Within a day or two, she gained her husband over, and prevailed on
the tall idiot to abandon the conspirators and fly with her to
Dunbar. There, he issued a proclamation, audaciously and falsely
denying that he had any knowledge of the late bloody business; and
there they were joined by the EARL BOTHWELL and some other nobles.
With their help, they raised eight thousand men; returned to
Edinburgh, and drove the assassins into England. Mary soon
afterwards gave birth to a son - still thinking of revenge.

That she should have had a greater scorn for her husband after his
late cowardice and treachery than she had had before, was natural
enough. There is little doubt that she now began to love Bothwell
instead, and to plan with him means of getting rid of Darnley.
Bothwell had such power over her that he induced her even to pardon
the assassins of Rizzio. The arrangements for the Christening of
the young Prince were entrusted to him, and he was one of the most
important people at the ceremony, where the child was named JAMES:
Elizabeth being his godmother, though not present on the occasion.
A week afterwards, Darnley, who had left Mary and gone to his
father's house at Glasgow, being taken ill with the small-pox, she
sent her own physician to attend him. But there is reason to
apprehend that this was merely a show and a pretence, and that she
knew what was doing, when Bothwell within another month proposed to
one of the late conspirators against Rizzio, to murder Darnley,
'for that it was the Queen's mind that he should be taken away.'
It is certain that on that very day she wrote to her ambassador in
France, complaining of him, and yet went immediately to Glasgow,
feigning to be very anxious about him, and to love him very much.
If she wanted to get him in her power, she succeeded to her heart's
content; for she induced him to go back with her to Edinburgh, and
to occupy, instead of the palace, a lone house outside the city
called the Kirk of Field. Here, he lived for about a week. One
Sunday night, she remained with him until ten o'clock, and then
left him, to go to Holyrood to be present at an entertainment given
in celebration of the marriage of one of her favourite servants.
At two o'clock in the morning the city was shaken by a great
explosion, and the Kirk of Field was blown to atoms.

DATASET EXCERPT:
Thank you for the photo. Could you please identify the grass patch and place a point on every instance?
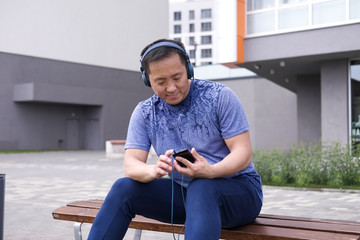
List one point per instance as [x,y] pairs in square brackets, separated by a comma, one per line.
[312,166]
[28,151]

WHAT YOU NEED TO DO:
Return the passage about Mary, Darnley and Bothwell word for word, in full.

WRITTEN SOLUTION:
Within a day or two, she gained her husband over, and prevailed on
the tall idiot to abandon the conspirators and fly with her to
Dunbar. There, he issued a proclamation, audaciously and falsely
denying that he had any knowledge of the late bloody business; and
there they were joined by the EARL BOTHWELL and some other nobles.
With their help, they raised eight thousand men; returned to
Edinburgh, and drove the assassins into England. Mary soon
afterwards gave birth to a son - still thinking of revenge.

That she should have had a greater scorn for her husband after his
late cowardice and treachery than she had had before, was natural
enough. There is little doubt that she now began to love Bothwell
instead, and to plan with him means of getting rid of Darnley.
Bothwell had such power over her that he induced her even to pardon
the assassins of Rizzio. The arrangements for the Christening of
the young Prince were entrusted to him, and he was one of the most
important people at the ceremony, where the child was named JAMES:
Elizabeth being his godmother, though not present on the occasion.
A week afterwards, Darnley, who had left Mary and gone to his
father's house at Glasgow, being taken ill with the small-pox, she
sent her own physician to attend him. But there is reason to
apprehend that this was merely a show and a pretence, and that she
knew what was doing, when Bothwell within another month proposed to
one of the late conspirators against Rizzio, to murder Darnley,
'for that it was the Queen's mind that he should be taken away.'
It is certain that on that very day she wrote to her ambassador in
France, complaining of him, and yet went immediately to Glasgow,
feigning to be very anxious about him, and to love him very much.
If she wanted to get him in her power, she succeeded to her heart's
content; for she induced him to go back with her to Edinburgh, and
to occupy, instead of the palace, a lone house outside the city
called the Kirk of Field. Here, he lived for about a week. One
Sunday night, she remained with him until ten o'clock, and then
left him, to go to Holyrood to be present at an entertainment given
in celebration of the marriage of one of her favourite servants.
At two o'clock in the morning the city was shaken by a great
explosion, and the Kirk of Field was blown to atoms.